Data listing:
------------------------------------------------------------
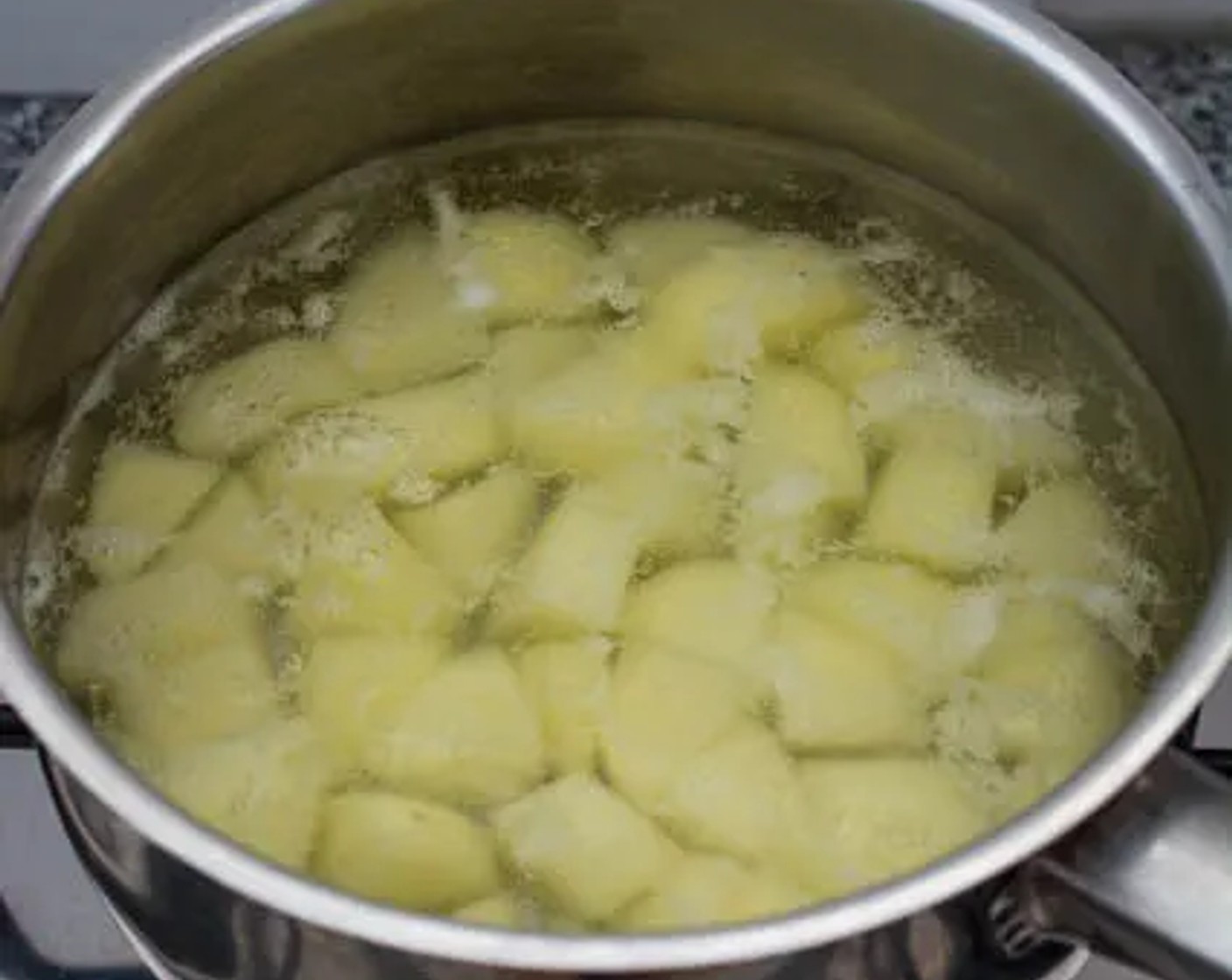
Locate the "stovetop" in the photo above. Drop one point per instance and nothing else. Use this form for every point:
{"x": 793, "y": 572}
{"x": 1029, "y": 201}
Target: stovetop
{"x": 54, "y": 925}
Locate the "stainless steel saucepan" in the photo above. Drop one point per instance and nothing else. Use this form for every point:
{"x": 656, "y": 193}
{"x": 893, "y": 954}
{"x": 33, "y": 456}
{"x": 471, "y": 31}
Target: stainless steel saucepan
{"x": 987, "y": 104}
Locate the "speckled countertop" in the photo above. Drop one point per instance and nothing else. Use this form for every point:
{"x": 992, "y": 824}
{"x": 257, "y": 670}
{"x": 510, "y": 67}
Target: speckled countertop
{"x": 1190, "y": 81}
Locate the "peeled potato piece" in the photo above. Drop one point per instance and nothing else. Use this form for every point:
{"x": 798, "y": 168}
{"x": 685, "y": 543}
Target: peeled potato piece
{"x": 936, "y": 629}
{"x": 473, "y": 534}
{"x": 360, "y": 576}
{"x": 739, "y": 796}
{"x": 652, "y": 249}
{"x": 405, "y": 852}
{"x": 235, "y": 406}
{"x": 664, "y": 710}
{"x": 573, "y": 578}
{"x": 389, "y": 445}
{"x": 586, "y": 848}
{"x": 467, "y": 735}
{"x": 800, "y": 463}
{"x": 933, "y": 504}
{"x": 711, "y": 890}
{"x": 124, "y": 633}
{"x": 1066, "y": 531}
{"x": 353, "y": 688}
{"x": 262, "y": 788}
{"x": 882, "y": 817}
{"x": 401, "y": 322}
{"x": 138, "y": 498}
{"x": 838, "y": 693}
{"x": 719, "y": 312}
{"x": 514, "y": 265}
{"x": 712, "y": 608}
{"x": 568, "y": 683}
{"x": 233, "y": 534}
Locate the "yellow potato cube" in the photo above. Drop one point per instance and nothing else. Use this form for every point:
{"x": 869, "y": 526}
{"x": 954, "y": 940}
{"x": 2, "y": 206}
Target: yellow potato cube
{"x": 933, "y": 504}
{"x": 405, "y": 852}
{"x": 719, "y": 312}
{"x": 839, "y": 693}
{"x": 522, "y": 356}
{"x": 210, "y": 694}
{"x": 353, "y": 688}
{"x": 262, "y": 789}
{"x": 664, "y": 710}
{"x": 935, "y": 627}
{"x": 139, "y": 497}
{"x": 467, "y": 735}
{"x": 129, "y": 630}
{"x": 712, "y": 608}
{"x": 1063, "y": 530}
{"x": 739, "y": 796}
{"x": 473, "y": 534}
{"x": 882, "y": 817}
{"x": 389, "y": 445}
{"x": 234, "y": 407}
{"x": 1057, "y": 690}
{"x": 568, "y": 684}
{"x": 588, "y": 850}
{"x": 360, "y": 576}
{"x": 233, "y": 534}
{"x": 499, "y": 911}
{"x": 513, "y": 265}
{"x": 854, "y": 354}
{"x": 572, "y": 579}
{"x": 649, "y": 250}
{"x": 711, "y": 890}
{"x": 401, "y": 322}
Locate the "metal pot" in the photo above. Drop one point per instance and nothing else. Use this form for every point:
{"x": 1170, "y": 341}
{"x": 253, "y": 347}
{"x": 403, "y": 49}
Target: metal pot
{"x": 990, "y": 105}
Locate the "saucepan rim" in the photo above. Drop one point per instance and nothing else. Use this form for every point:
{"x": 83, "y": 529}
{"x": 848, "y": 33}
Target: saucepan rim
{"x": 72, "y": 744}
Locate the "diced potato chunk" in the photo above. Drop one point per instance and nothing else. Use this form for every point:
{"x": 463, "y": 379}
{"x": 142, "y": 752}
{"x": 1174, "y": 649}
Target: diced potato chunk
{"x": 739, "y": 796}
{"x": 652, "y": 249}
{"x": 211, "y": 694}
{"x": 360, "y": 576}
{"x": 124, "y": 633}
{"x": 404, "y": 852}
{"x": 389, "y": 445}
{"x": 711, "y": 890}
{"x": 839, "y": 693}
{"x": 800, "y": 460}
{"x": 262, "y": 789}
{"x": 238, "y": 404}
{"x": 676, "y": 504}
{"x": 467, "y": 735}
{"x": 233, "y": 534}
{"x": 933, "y": 504}
{"x": 882, "y": 817}
{"x": 719, "y": 312}
{"x": 853, "y": 355}
{"x": 1059, "y": 690}
{"x": 401, "y": 320}
{"x": 473, "y": 534}
{"x": 936, "y": 629}
{"x": 573, "y": 578}
{"x": 522, "y": 356}
{"x": 512, "y": 265}
{"x": 499, "y": 911}
{"x": 1063, "y": 530}
{"x": 139, "y": 496}
{"x": 712, "y": 608}
{"x": 664, "y": 710}
{"x": 568, "y": 684}
{"x": 586, "y": 848}
{"x": 353, "y": 688}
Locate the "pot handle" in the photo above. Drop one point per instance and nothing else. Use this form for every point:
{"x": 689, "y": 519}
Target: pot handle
{"x": 1148, "y": 881}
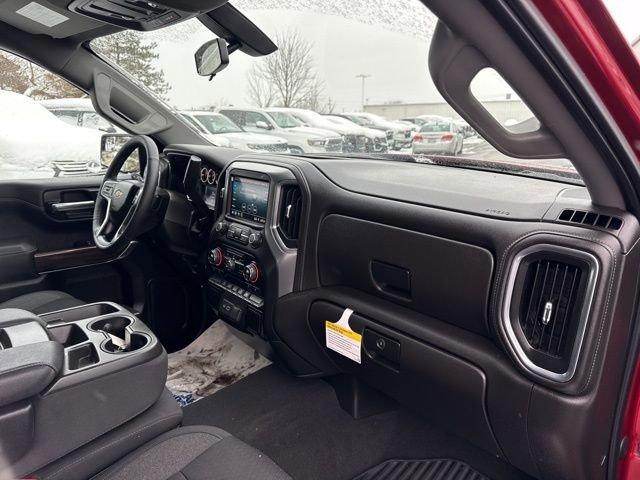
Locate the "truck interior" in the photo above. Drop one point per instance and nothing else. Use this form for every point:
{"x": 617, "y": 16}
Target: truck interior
{"x": 422, "y": 320}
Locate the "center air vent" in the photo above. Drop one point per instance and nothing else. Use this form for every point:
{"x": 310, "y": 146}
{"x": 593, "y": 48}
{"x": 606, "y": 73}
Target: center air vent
{"x": 290, "y": 214}
{"x": 548, "y": 302}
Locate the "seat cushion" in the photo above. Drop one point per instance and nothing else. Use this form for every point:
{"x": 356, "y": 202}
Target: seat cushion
{"x": 194, "y": 453}
{"x": 44, "y": 301}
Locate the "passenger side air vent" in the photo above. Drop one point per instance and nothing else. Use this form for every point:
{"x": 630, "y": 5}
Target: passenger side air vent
{"x": 135, "y": 14}
{"x": 290, "y": 214}
{"x": 549, "y": 298}
{"x": 592, "y": 219}
{"x": 549, "y": 309}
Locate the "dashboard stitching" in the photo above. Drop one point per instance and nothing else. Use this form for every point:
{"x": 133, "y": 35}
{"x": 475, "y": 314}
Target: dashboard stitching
{"x": 606, "y": 307}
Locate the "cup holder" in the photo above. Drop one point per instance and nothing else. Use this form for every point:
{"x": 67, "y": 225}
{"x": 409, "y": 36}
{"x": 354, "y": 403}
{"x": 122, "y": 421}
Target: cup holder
{"x": 121, "y": 339}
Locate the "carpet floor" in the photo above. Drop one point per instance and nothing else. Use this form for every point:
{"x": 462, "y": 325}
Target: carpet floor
{"x": 299, "y": 424}
{"x": 213, "y": 361}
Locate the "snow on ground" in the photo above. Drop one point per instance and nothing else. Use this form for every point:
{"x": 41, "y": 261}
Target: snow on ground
{"x": 216, "y": 359}
{"x": 32, "y": 138}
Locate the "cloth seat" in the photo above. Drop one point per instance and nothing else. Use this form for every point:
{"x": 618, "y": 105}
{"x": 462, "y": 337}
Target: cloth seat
{"x": 44, "y": 301}
{"x": 194, "y": 453}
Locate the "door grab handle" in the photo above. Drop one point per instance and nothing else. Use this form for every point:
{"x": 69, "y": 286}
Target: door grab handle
{"x": 72, "y": 206}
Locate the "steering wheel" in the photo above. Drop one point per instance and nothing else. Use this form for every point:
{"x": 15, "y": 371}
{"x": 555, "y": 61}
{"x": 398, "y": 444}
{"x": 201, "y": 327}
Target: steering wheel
{"x": 123, "y": 207}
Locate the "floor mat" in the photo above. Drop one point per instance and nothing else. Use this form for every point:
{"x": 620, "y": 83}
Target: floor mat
{"x": 440, "y": 469}
{"x": 216, "y": 359}
{"x": 299, "y": 424}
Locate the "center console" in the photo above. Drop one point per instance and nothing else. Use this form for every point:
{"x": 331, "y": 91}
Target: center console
{"x": 248, "y": 265}
{"x": 69, "y": 377}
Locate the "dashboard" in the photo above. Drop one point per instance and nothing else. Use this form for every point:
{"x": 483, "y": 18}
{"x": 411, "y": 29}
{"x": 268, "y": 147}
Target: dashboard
{"x": 440, "y": 267}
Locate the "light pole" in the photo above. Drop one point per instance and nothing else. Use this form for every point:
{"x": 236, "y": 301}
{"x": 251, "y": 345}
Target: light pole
{"x": 362, "y": 76}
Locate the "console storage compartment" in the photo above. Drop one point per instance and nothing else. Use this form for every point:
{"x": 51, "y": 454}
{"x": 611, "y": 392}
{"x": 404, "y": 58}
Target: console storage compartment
{"x": 97, "y": 366}
{"x": 83, "y": 312}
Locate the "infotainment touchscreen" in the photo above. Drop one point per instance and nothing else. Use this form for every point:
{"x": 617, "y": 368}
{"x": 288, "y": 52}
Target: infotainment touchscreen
{"x": 249, "y": 199}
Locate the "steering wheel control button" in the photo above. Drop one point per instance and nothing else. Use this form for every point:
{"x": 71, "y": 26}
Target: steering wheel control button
{"x": 107, "y": 190}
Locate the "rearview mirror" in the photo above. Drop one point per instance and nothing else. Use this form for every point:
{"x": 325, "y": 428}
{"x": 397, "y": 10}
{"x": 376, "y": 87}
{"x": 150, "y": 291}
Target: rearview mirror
{"x": 212, "y": 57}
{"x": 110, "y": 145}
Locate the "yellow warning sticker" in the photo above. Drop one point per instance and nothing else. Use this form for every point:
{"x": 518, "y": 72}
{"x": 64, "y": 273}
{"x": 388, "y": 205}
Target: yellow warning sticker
{"x": 340, "y": 338}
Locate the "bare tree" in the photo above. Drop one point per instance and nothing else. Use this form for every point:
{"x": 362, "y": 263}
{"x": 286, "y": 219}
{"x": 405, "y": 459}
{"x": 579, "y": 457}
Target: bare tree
{"x": 21, "y": 76}
{"x": 288, "y": 77}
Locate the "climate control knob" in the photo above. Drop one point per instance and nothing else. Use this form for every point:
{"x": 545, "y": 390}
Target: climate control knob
{"x": 221, "y": 227}
{"x": 251, "y": 272}
{"x": 216, "y": 257}
{"x": 255, "y": 239}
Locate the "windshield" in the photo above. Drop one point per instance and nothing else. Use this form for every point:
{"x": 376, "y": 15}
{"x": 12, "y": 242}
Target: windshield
{"x": 284, "y": 119}
{"x": 436, "y": 127}
{"x": 365, "y": 62}
{"x": 216, "y": 123}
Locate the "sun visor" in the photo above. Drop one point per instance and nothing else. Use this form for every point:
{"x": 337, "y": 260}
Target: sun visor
{"x": 142, "y": 15}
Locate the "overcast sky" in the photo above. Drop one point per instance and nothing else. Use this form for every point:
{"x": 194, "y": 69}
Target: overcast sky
{"x": 389, "y": 42}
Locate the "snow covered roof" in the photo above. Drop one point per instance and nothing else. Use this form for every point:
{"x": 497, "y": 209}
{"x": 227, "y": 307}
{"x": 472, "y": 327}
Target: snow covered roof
{"x": 68, "y": 103}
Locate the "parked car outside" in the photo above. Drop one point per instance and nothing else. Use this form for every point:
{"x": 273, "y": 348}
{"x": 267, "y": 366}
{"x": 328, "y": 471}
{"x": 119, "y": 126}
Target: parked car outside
{"x": 79, "y": 112}
{"x": 34, "y": 140}
{"x": 376, "y": 140}
{"x": 223, "y": 130}
{"x": 353, "y": 139}
{"x": 398, "y": 135}
{"x": 439, "y": 137}
{"x": 300, "y": 139}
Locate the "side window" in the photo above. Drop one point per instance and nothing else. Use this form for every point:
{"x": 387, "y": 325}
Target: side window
{"x": 95, "y": 121}
{"x": 35, "y": 143}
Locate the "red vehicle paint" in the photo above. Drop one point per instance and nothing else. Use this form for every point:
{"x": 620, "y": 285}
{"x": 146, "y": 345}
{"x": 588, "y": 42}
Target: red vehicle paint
{"x": 591, "y": 36}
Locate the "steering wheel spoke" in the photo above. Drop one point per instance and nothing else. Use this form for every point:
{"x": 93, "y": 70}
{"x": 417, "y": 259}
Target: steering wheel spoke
{"x": 106, "y": 191}
{"x": 122, "y": 205}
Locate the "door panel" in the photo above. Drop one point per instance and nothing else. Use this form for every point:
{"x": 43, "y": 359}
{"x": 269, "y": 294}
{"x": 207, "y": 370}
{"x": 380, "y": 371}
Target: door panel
{"x": 47, "y": 227}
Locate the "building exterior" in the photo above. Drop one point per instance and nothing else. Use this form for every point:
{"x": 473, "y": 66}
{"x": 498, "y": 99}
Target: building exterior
------------------------------------------------------------
Exercise description:
In the items above, identify every line that contains the word "floor" and copy each of those lines.

Exercise solution:
Locate the "carpet floor" in the photo above. Drop one point per instance and nothing else. Use this form for every point:
Target: carpet floor
Locate the "floor mat" in the photo above. Drop one point per instance and nothing else. Use this form for every point:
Target: floor mat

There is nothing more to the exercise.